:: Document passage

Waipā Foundation
- Formation: 1993; 32 years ago
- Type: Nonprofit
- Tax ID no.: 99-0313224
- Legal status: 501(c)(3)
- Headquarters: Hanalei, Kaua’i, Hawai’i
- Board President: Mr. Wallace Rezentes Jr.
- Executive Director: Stacy M. Sporat
- Website: https://waipafoundation.org/

= Waipa Foundation =

Organization in Lihue, Hawaiʻi, United States

The Waipā Foundation is a non-profit organization which sponsors a program called ʻAina Ulu (in the Hawaiian language), funded by Kamehameha Schools.

Its programs grew out of community efforts to manage the ahupuaʻa of Waipa in the late 1980s. The Waipā Foundation was established as a 501(c)3 non-profit in 1993.

::::

- _List of tasks_:
a - From the Waipā Foundation entry, write out the passage between "The Waipā Foundation is" and "non-profit in 1993.", inclusive.
b - Answer these questions from the Waipā Foundation entry:
(i) What tax ID number is listed?
(ii) What funds the program called ʻAina Ulu?
(iii) When did the community efforts to manage the ahupuaʻa of Waipa take place?

:: Given information

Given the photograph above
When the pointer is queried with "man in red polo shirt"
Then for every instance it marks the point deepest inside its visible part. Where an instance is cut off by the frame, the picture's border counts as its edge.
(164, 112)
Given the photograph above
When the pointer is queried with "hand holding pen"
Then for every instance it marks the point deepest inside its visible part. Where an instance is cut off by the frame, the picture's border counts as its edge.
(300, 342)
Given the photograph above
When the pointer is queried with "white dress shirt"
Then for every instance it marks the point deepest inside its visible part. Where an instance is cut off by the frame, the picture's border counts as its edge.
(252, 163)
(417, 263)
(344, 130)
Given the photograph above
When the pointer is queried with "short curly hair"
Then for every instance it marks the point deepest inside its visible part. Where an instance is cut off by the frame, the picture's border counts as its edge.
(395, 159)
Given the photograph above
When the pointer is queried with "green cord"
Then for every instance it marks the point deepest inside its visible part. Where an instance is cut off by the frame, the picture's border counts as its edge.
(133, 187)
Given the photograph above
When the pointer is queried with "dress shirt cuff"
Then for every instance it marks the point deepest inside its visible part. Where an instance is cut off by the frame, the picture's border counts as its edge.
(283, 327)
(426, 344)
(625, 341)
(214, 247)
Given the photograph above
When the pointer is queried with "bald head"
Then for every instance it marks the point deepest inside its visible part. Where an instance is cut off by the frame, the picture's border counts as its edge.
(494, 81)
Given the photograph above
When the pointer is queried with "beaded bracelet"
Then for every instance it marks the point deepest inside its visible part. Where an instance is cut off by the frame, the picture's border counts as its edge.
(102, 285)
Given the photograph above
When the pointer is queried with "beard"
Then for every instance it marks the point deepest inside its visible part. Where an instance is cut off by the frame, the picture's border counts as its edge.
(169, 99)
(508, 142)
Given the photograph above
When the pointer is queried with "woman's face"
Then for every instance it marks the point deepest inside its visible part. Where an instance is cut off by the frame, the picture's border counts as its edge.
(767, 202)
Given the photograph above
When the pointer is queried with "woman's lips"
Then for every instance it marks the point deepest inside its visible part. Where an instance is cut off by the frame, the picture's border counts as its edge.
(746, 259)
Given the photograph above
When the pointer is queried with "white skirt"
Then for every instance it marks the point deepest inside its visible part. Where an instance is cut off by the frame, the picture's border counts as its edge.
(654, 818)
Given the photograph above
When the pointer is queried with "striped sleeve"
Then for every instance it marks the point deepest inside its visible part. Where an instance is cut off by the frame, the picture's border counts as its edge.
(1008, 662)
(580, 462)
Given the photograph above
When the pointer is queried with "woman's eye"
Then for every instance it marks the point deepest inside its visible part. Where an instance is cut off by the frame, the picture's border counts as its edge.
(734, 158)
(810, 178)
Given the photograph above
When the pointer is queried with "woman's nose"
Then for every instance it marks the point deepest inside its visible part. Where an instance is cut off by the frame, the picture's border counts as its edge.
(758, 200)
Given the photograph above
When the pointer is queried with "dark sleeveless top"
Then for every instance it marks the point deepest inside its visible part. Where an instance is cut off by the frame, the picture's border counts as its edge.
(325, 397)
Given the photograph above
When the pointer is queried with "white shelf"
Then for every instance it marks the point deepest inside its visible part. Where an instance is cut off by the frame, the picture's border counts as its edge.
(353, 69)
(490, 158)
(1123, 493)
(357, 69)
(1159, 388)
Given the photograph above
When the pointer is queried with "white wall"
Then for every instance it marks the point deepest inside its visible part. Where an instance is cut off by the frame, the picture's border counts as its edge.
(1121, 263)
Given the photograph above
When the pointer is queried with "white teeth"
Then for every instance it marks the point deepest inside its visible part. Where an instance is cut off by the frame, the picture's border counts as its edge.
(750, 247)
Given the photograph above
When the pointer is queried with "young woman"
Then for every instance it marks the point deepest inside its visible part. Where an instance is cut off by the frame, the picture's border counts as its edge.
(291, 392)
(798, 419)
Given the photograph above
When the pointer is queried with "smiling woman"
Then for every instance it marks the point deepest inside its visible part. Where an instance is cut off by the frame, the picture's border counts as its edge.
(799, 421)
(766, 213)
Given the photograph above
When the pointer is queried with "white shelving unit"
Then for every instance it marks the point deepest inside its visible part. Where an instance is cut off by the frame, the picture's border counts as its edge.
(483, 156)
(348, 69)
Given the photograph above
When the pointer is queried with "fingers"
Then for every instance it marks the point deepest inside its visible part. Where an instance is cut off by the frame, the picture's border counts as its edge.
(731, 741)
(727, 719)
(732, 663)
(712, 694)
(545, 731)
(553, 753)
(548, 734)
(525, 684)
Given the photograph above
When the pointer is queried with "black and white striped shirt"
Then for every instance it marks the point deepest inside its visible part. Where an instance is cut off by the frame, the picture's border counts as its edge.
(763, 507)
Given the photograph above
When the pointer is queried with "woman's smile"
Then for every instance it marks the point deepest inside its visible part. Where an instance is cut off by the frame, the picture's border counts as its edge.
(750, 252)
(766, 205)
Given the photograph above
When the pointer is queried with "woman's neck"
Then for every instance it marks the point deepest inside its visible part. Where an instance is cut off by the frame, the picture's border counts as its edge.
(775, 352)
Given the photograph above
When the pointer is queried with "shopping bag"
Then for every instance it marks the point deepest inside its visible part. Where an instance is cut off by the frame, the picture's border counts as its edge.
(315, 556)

::::

- _Solved problems_:
a -
The Waipā Foundation is a non-profit organization which sponsors a program called ʻAina Ulu (in the Hawaiian language), funded by Kamehameha Schools.

Its programs grew out of community efforts to manage the ahupuaʻa of Waipa in the late 1980s. The Waipā Foundation was established as a 501(c)3 non-profit in 1993.

b -
(i) 99-0313224
(ii) Kamehameha Schools
(iii) In the late 1980s